EXERCISE REQUIREMENTS ▸ For every line in the material, print that line exactly.

** Opening DATA SUPPLIED block **

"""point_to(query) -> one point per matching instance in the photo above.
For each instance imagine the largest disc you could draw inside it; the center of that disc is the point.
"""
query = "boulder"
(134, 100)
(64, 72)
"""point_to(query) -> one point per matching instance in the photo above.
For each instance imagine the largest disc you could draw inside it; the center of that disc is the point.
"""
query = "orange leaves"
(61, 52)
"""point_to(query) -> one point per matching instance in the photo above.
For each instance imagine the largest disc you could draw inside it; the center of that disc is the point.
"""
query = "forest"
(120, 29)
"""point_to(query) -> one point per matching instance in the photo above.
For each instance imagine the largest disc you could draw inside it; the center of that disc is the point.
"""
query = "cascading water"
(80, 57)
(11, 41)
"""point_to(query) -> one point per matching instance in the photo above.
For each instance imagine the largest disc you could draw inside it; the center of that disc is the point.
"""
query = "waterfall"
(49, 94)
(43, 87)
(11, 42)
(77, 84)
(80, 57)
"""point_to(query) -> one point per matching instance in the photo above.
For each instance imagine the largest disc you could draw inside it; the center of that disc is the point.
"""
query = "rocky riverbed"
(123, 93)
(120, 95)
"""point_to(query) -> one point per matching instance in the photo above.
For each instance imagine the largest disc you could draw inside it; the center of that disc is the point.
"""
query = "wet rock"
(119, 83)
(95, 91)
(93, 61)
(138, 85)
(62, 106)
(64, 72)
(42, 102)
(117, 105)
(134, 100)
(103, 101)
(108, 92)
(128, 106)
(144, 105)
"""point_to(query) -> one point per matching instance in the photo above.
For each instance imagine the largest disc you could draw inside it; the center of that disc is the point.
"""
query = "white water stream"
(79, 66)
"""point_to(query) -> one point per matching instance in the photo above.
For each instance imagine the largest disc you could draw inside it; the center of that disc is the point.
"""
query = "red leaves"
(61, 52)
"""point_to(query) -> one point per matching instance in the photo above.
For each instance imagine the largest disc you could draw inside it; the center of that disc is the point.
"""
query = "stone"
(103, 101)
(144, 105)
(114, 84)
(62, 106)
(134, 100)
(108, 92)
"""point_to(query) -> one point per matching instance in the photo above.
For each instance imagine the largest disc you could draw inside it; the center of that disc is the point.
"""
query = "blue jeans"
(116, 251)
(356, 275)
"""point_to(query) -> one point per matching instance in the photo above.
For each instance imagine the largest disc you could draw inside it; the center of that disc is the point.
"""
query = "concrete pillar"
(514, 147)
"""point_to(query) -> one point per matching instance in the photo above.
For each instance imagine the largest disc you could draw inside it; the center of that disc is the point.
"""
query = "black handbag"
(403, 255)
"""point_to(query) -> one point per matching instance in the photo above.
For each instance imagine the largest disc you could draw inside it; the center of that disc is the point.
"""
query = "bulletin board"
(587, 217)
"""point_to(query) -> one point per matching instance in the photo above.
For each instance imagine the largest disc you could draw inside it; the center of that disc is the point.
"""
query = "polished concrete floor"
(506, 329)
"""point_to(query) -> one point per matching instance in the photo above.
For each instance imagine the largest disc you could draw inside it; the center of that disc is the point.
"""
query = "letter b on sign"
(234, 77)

** Closing DATA SUPPLIED block **

TASK ANSWER ▸
"""point_to(query) -> one point per matching instance in the photo above.
For each instance imagine the largest disc you could draw inside it; the center of that disc is the point.
"""
query = "boulder"
(134, 100)
(64, 72)
"""point_to(query) -> one point per matching instance in the photo above.
For each instance imagine the largest disc you could draw inside it; the center of that disc is the point.
"""
query = "orange leaves"
(61, 52)
"""point_to(query) -> one point per matching instance in the photo above.
For each instance imagine the largest disc you could draw inside it; the center of that disc is the point.
"""
query = "forest"
(120, 29)
"""point_to(query) -> one point per matching instance in the photo above.
For each instance imagine the largest disc you could draw inside it; the center of that disc is the point.
"""
query = "cascading water"
(80, 57)
(11, 41)
"""point_to(query) -> one point per matching instance in the photo above.
For each instance imagine the largest disc you could draw inside it; the center of that disc is the point.
"""
query = "waterfall"
(49, 94)
(43, 87)
(11, 42)
(77, 84)
(80, 57)
"""point_to(query) -> one point per matching instance in the photo above.
For each instance imagine the largest disc you could draw inside it; the center of that disc is the point.
"""
query = "rocky riverbed"
(123, 93)
(120, 95)
"""point_to(query) -> one point per matching instance in the photo above.
For each instance imagine the largest disc you could draw inside it; the center of that disc is the point.
"""
query = "wet rock"
(119, 83)
(95, 91)
(93, 61)
(138, 85)
(62, 106)
(64, 72)
(42, 102)
(117, 105)
(134, 100)
(103, 101)
(108, 92)
(128, 106)
(144, 105)
"""point_to(query) -> one point per matching instance in the photo above.
For each instance imagine the largest disc you could draw inside it; the center of that disc is the point.
"""
query = "white water stream"
(79, 66)
"""point_to(query) -> one point per matching instance in the photo above.
For each instance imagine the largest disc you could draw inside it; the center of that disc is the point.
"""
query = "red leaves"
(61, 52)
"""point_to(query) -> one point per matching instance in the photo above.
For each instance imagine the largest disc you could draw inside it; the center of that disc is the point.
"""
query = "stone"
(103, 101)
(144, 105)
(114, 84)
(62, 106)
(134, 100)
(108, 92)
"""point_to(query) -> one point per matching instance in the photo above.
For each instance imagine the largest disc you could draw inside it; the center of that disc is the point.
"""
query = "blue jeans"
(116, 251)
(356, 275)
"""point_to(query) -> one point per matching instance in the photo above.
For each instance imagine the largest disc you could draw inside it; the center of that disc is the point.
"""
query = "concrete pillar"
(514, 147)
"""point_to(query) -> one point per matching instance in the photo above.
For each instance imagine the largest disc you could draw inside it; the center of that disc is the point.
"""
query = "black handbag"
(403, 255)
"""point_to(query) -> one point per matching instance in the photo above.
For each instance imagine the largest disc you could draw inside it; the center of that disc is the point.
"""
query = "bulletin board"
(587, 217)
"""point_to(query) -> one point per matching instance in the photo above.
For each instance imagine the largest disc you could draw inside it; the center of that disc is the point.
"""
query = "polished concrete floor"
(506, 329)
"""point_to(query) -> one point per matching instance in the photo above.
For each instance imagine the largest disc you could draw inside it; the center of that disc is the point.
"""
query = "letter b on sign"
(234, 77)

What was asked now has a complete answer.